# YOUR INSTRUCTIONS:
Set the listing down again exactly, please, apart from its pictures.

**** INFORMATION PROVIDED ****

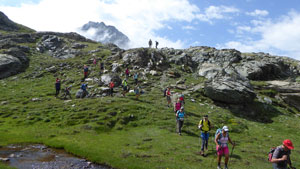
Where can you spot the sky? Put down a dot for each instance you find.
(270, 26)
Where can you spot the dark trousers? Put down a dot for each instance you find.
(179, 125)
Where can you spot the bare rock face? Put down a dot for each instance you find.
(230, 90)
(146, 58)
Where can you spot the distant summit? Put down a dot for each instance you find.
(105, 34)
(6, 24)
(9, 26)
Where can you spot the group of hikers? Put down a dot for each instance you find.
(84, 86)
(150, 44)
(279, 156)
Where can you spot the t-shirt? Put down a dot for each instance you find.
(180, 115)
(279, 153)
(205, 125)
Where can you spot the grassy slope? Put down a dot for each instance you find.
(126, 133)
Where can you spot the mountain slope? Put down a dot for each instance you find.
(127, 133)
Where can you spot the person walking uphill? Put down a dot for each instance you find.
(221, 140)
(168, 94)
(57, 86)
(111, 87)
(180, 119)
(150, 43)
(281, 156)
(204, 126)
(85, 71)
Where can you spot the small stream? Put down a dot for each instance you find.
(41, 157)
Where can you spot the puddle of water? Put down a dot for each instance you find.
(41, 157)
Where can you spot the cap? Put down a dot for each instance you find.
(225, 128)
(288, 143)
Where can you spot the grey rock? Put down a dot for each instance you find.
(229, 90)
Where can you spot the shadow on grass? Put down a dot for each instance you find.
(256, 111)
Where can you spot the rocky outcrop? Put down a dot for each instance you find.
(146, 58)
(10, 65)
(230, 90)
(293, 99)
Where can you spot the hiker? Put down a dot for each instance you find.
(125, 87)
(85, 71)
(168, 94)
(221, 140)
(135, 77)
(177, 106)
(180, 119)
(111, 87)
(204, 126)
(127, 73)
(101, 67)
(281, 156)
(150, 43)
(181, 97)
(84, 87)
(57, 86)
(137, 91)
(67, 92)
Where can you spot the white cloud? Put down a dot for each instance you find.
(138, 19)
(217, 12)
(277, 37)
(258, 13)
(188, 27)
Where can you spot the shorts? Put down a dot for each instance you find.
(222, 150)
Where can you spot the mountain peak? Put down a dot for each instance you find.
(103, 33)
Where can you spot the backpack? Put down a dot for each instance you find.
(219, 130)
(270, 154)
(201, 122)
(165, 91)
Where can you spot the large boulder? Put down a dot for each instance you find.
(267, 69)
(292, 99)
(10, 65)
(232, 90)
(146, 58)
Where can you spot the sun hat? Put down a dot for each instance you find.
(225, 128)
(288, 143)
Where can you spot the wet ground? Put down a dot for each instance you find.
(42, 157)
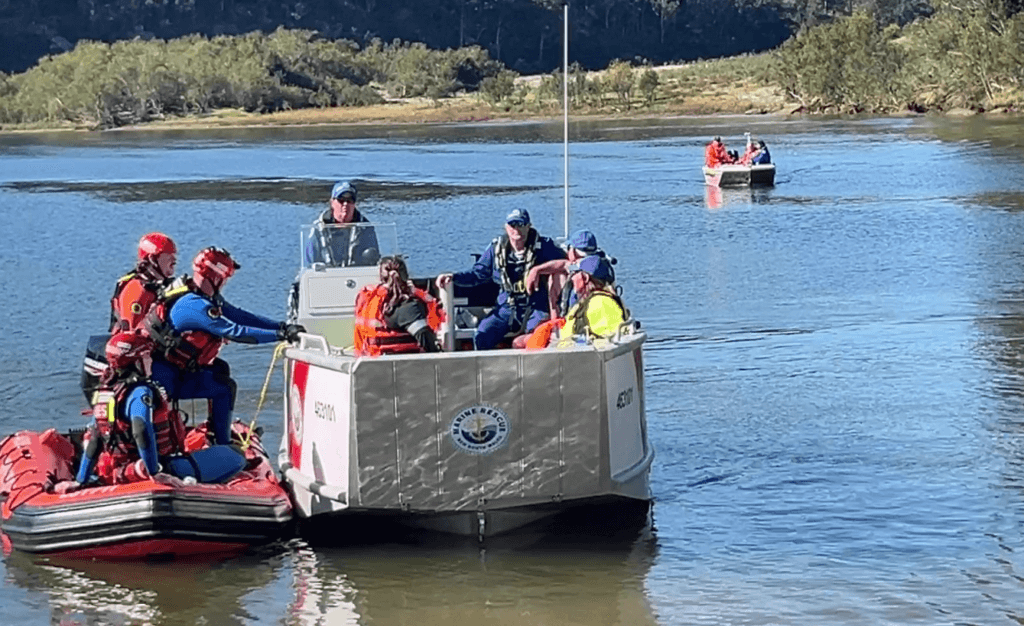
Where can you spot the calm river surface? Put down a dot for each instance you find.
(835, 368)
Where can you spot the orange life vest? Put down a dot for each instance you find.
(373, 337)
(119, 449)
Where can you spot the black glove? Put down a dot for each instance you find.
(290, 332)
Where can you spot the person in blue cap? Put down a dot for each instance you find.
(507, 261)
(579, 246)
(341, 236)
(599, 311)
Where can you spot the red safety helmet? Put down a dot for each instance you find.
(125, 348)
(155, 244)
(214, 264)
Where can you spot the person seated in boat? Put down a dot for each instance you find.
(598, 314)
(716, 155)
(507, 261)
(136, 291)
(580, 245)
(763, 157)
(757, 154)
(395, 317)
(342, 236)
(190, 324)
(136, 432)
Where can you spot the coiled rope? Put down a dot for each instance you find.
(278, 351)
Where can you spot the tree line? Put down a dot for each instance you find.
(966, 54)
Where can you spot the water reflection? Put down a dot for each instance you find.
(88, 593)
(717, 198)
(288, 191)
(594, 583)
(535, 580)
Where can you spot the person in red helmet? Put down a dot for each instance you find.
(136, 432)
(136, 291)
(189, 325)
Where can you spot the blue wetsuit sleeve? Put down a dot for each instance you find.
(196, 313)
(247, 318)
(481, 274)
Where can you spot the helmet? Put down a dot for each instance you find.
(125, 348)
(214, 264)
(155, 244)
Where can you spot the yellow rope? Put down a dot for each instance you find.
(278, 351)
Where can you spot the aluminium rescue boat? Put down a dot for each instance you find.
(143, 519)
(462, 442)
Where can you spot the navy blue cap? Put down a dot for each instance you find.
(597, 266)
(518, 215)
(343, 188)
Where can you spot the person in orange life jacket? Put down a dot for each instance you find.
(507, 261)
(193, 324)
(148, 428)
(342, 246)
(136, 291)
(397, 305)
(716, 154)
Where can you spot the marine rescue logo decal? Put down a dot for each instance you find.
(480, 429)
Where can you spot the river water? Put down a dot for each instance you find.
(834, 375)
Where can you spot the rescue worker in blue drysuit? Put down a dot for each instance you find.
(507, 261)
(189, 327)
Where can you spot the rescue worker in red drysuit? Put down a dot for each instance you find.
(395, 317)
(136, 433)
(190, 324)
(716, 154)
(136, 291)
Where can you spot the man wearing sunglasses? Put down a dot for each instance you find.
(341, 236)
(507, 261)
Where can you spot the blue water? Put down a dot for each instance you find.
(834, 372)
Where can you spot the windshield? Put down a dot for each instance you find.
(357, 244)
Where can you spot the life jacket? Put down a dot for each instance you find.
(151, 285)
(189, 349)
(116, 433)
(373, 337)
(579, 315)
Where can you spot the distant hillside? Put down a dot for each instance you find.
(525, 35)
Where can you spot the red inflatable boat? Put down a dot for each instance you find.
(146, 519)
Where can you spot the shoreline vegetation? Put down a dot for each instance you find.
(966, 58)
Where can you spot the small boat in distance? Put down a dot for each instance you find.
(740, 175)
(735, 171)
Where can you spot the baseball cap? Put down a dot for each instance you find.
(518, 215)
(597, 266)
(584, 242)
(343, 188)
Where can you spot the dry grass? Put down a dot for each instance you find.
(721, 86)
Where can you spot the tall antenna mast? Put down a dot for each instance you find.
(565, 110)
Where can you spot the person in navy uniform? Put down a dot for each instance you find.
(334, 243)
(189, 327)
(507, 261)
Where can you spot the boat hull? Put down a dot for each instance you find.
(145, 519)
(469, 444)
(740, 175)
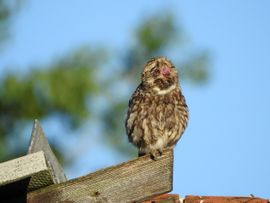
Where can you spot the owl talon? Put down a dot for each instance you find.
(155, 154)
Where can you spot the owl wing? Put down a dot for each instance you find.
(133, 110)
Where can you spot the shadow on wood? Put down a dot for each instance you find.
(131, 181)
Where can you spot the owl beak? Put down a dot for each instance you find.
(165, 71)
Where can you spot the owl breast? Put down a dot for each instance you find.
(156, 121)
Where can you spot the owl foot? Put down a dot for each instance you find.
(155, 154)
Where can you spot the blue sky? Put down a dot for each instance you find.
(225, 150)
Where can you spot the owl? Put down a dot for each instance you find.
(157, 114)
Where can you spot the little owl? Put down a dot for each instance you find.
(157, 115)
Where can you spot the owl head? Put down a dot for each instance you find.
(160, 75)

****

# ANSWER IN FULL:
Where can you spot the sky? Put down a dot for each instance you find.
(270, 26)
Where can you spot the dark trousers? Put down a dot for each instance you find.
(179, 125)
Where can you spot the bare rock face? Put down a dot for each instance you find.
(230, 90)
(146, 58)
Where can you spot the distant summit? Put down a dot for each instance you find.
(105, 34)
(6, 24)
(9, 26)
Where can you spot the group of hikers? Put down a dot for each instance you find.
(84, 86)
(150, 44)
(279, 156)
Where can you spot the t-shirt? Put down a dot for each instance you find.
(180, 115)
(279, 153)
(205, 125)
Where can you spot the grassy slope? Put down a dot for each instance you find.
(126, 133)
Where can you spot the mountain slope? Put down a dot for each instance you find.
(127, 133)
Where can you spot the person walking uphill? Put down a dot for each instance you find.
(221, 140)
(168, 94)
(57, 86)
(111, 87)
(180, 119)
(150, 43)
(281, 156)
(204, 126)
(85, 71)
Where can you spot the small stream? Put down a dot for each instance you find.
(41, 157)
Where can you spot the puddle of water? Put down a dot for each instance you find.
(41, 157)
Where can you spot the cap? Put down a dot for each instance you find.
(225, 128)
(288, 143)
Where can you spot the grey rock? Put down a dot for each instance you find.
(229, 90)
Where can you spot the shadow on grass? Put down a dot for each instance you find.
(256, 111)
Where can you spot the rocky outcrop? Put down a dot for each instance you find.
(146, 58)
(10, 65)
(230, 90)
(293, 99)
Where can you spot the hiker? Put down a dot for each instance you find.
(125, 87)
(85, 71)
(168, 94)
(221, 140)
(135, 77)
(177, 106)
(180, 119)
(111, 87)
(204, 126)
(127, 73)
(101, 67)
(281, 156)
(150, 43)
(181, 97)
(84, 87)
(57, 86)
(137, 91)
(67, 92)
Where can you spot the white cloud? Put down a dot for each instance you find.
(138, 19)
(217, 12)
(277, 37)
(258, 13)
(188, 27)
Where can you spot the shorts? Put down a dot for each instance you find.
(222, 150)
Where can you spot the mountain peak? Put down a dot for each instance you find.
(103, 33)
Where can you spot the backpack? Put down a dot for each instance you find.
(219, 130)
(270, 154)
(201, 122)
(165, 91)
Where can you spot the large boulder? Put down a dot for each instance you find.
(267, 69)
(292, 99)
(10, 65)
(232, 90)
(146, 58)
Where can you spot the sun hat? Put down a dot for each instance you find.
(225, 128)
(288, 143)
Where can you spot the wet ground? Put down a dot for each instance you find.
(42, 157)
Where can you spot the calm river surface? Put down a dot for each instance you find.
(835, 368)
Where can you spot the orange life vest? Put down a dot for each instance you find.
(373, 337)
(119, 449)
Where can you spot the black glove? Put down a dot for each instance you find.
(290, 332)
Where can you spot the person in blue cap? Put down a dot for each instance you find.
(507, 261)
(579, 246)
(341, 236)
(599, 311)
Where can you spot the red safety helmet? Put down a dot for each instance you find.
(125, 348)
(155, 244)
(214, 264)
Where can you spot the person seated in boat? Put down a dot for each instance you find.
(598, 314)
(716, 155)
(507, 261)
(136, 291)
(580, 245)
(763, 157)
(757, 154)
(395, 317)
(342, 236)
(190, 324)
(136, 432)
Where can you spot the coiled rope? Put down a dot for each instance you find.
(278, 351)
Where can you spot the tree line? Put down a dot for each instance you find.
(966, 54)
Where can you spot the water reflection? Put down a dot for each instance you find.
(88, 593)
(717, 198)
(288, 191)
(594, 583)
(535, 580)
Where can you spot the person in red helmet? Put down a dot for each instance you find.
(136, 432)
(136, 291)
(189, 325)
Where can you spot the blue wetsuit sleeve? Put down a dot for each instance you find.
(196, 313)
(247, 318)
(481, 274)
Where can you spot the helmet? Put down a dot for each instance you find.
(125, 348)
(214, 264)
(155, 244)
Where can you spot the yellow rope? Put down a dot for each instance you find.
(278, 351)
Where can you spot the aluminium rescue boat? Put down a dot for each instance you find.
(143, 519)
(462, 442)
Where can you spot the navy blue cap? Put down a dot for each instance you find.
(597, 266)
(518, 215)
(343, 188)
Where can you spot the person in orange life jacket? Put down a dot for each instance you find.
(507, 261)
(193, 324)
(148, 428)
(342, 246)
(136, 291)
(397, 305)
(716, 154)
Where can you spot the marine rescue logo decal? Put down a dot for each instance you find.
(480, 429)
Where can you spot the river water? Put down a dot for each instance you find.
(834, 375)
Where can you spot the rescue worker in blue drysuit? Put down a dot for each instance you find.
(507, 261)
(189, 327)
Where can you spot the rescue worker in red drysuit? Put down a dot for each instance you find.
(395, 317)
(136, 433)
(190, 324)
(716, 154)
(136, 291)
Where can you spot the man wearing sunglasses? Put down a dot for each instance you find.
(341, 236)
(507, 261)
Where can you spot the blue water? Put down a dot for each instance you find.
(834, 372)
Where can you spot the windshield? Put down a dot for each instance you find.
(357, 244)
Where can you spot the life jacket? Put down a dot for each instance you find.
(151, 285)
(189, 349)
(116, 433)
(373, 337)
(579, 315)
Where can you spot the distant hillside? Put down a dot for each instance you find.
(525, 35)
Where can you spot the red inflatable boat? Put down a dot for each instance you find.
(146, 519)
Where can you spot the shoreline vegetation? Put down a dot for each instance you find.
(966, 58)
Where can you spot the small boat in distance? Put down a dot for each instance you find.
(740, 175)
(735, 171)
Where can you spot the baseball cap? Put down a dot for each instance you find.
(518, 215)
(597, 266)
(584, 242)
(343, 188)
Where can you spot the dry grass? Put down a dot for each instance you find.
(721, 86)
Where can you spot the tall antenna mast? Put down a dot for each instance you find.
(565, 110)
Where can you spot the person in navy uniform? Put down a dot for each instance you find.
(334, 243)
(189, 327)
(507, 261)
Where can you spot the boat hull? Put down a dot for each instance you find.
(145, 519)
(469, 444)
(740, 175)
Where can you spot the owl talon? Put down a dot for each instance you find.
(155, 154)
Where can you spot the owl wing? Put down a dot for each instance you find.
(133, 110)
Where can you spot the shadow on wood? Put down a dot for each instance you find.
(131, 181)
Where can you spot the owl beak? Put down a dot for each instance you find.
(165, 71)
Where can you spot the owl breast? Put down a dot for each instance you find.
(156, 121)
Where can you spot the owl foot? Put down a dot for each instance you find.
(155, 154)
Where can you spot the blue sky? Put down a dot for each instance you find.
(225, 150)
Where can you spot the owl? Put down a dot for each instance you find.
(157, 114)
Where can you spot the little owl? Put down a dot for each instance you find.
(157, 115)
Where can you spot the owl head? Put down a dot for each instance you find.
(160, 75)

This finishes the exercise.